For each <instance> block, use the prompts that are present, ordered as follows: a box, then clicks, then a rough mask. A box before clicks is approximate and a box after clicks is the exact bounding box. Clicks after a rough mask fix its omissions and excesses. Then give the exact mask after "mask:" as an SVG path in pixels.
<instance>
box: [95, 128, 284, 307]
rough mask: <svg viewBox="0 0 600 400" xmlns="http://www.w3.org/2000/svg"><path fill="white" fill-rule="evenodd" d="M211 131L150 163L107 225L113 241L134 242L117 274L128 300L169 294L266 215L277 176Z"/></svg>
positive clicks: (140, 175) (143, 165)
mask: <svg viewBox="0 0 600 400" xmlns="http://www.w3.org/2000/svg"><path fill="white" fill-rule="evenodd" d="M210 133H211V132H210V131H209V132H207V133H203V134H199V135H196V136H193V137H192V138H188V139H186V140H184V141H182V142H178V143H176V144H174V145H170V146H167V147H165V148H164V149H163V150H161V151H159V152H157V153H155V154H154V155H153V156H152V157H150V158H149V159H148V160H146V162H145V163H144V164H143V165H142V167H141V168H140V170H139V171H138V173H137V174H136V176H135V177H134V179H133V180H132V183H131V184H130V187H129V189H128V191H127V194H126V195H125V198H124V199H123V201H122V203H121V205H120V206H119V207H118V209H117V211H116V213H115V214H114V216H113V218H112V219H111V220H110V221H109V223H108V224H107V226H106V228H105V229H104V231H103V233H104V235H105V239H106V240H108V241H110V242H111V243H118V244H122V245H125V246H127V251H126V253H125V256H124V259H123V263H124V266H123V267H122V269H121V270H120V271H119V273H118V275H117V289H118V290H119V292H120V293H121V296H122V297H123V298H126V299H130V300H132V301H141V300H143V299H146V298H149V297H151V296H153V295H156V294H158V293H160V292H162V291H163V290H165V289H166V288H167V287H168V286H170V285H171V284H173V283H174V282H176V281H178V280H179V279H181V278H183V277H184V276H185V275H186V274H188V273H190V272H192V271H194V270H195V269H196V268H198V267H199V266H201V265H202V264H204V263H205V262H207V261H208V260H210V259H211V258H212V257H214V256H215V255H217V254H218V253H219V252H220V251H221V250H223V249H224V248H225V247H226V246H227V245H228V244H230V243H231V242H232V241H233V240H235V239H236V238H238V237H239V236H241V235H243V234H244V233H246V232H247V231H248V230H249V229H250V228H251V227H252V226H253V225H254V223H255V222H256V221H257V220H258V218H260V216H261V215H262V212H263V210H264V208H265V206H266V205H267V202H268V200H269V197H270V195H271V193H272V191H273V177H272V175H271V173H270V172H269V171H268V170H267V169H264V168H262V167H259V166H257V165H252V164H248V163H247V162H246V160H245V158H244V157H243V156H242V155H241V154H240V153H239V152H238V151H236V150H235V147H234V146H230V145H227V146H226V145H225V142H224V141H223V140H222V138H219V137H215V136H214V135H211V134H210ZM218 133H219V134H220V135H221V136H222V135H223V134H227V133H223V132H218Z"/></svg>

==========

Print the complete listing again, exactly as it stands.

### Answer area
For each <instance> block, use the prompts that are present, ordered as follows: a box, then clicks, then a rough mask. A box before clicks is approximate and a box after clicks is the exact bounding box. Clicks after a rough mask fix its omissions and excesses. Then give the exact mask after "mask:" as an SVG path in pixels.
<instance>
box: [95, 128, 284, 307]
rough mask: <svg viewBox="0 0 600 400" xmlns="http://www.w3.org/2000/svg"><path fill="white" fill-rule="evenodd" d="M211 131L150 163L107 225L113 241L134 242L117 274L128 300L169 294L266 215L277 176Z"/></svg>
positive clicks: (140, 175) (143, 165)
mask: <svg viewBox="0 0 600 400" xmlns="http://www.w3.org/2000/svg"><path fill="white" fill-rule="evenodd" d="M210 133H211V132H210V131H209V132H207V133H203V134H199V135H196V136H193V137H192V138H188V139H186V140H184V141H182V142H178V143H176V144H174V145H170V146H167V147H165V148H164V149H163V150H161V151H159V152H157V153H155V154H154V155H153V156H152V157H150V158H149V159H148V160H146V162H145V163H144V164H143V165H142V167H141V168H140V170H139V171H138V173H137V174H136V176H135V177H134V179H133V180H132V183H131V184H130V187H129V189H128V191H127V194H126V195H125V198H124V199H123V201H122V203H121V205H120V206H119V207H118V209H117V211H116V213H115V214H114V216H113V218H112V219H111V220H110V221H109V223H108V224H107V226H106V228H105V229H104V231H103V233H104V235H105V239H106V240H108V241H110V242H111V243H118V244H122V245H125V246H127V251H126V253H125V256H124V259H123V263H124V266H123V267H122V269H121V270H120V271H119V273H118V275H117V289H118V290H119V292H120V293H121V296H122V297H123V298H126V299H130V300H132V301H141V300H143V299H146V298H149V297H151V296H153V295H156V294H158V293H160V292H162V291H163V290H165V289H166V288H167V287H168V286H170V285H171V284H173V283H174V282H176V281H178V280H179V279H181V278H183V277H184V276H185V275H186V274H188V273H190V272H192V271H194V270H195V269H196V268H198V267H199V266H201V265H202V264H204V263H205V262H207V261H208V260H210V259H211V258H212V257H214V256H215V255H217V254H218V253H219V252H220V251H221V250H223V249H224V248H225V247H226V246H227V245H228V244H230V243H231V242H232V241H233V240H235V239H236V238H238V237H239V236H241V235H243V234H244V233H246V232H247V231H248V230H249V229H250V228H251V227H252V226H253V225H254V223H255V222H256V221H257V220H258V218H260V216H261V215H262V212H263V210H264V208H265V206H266V205H267V202H268V200H269V197H270V195H271V193H272V191H273V177H272V175H271V173H270V172H269V171H268V170H267V169H264V168H262V167H259V166H257V165H252V164H248V163H247V162H246V160H245V158H244V157H243V156H242V155H241V154H240V153H239V152H238V151H236V150H235V147H234V146H230V145H227V146H226V145H225V142H224V141H223V140H222V138H219V137H215V136H214V135H211V134H210ZM218 133H219V134H220V135H221V136H222V135H223V134H227V133H223V132H218Z"/></svg>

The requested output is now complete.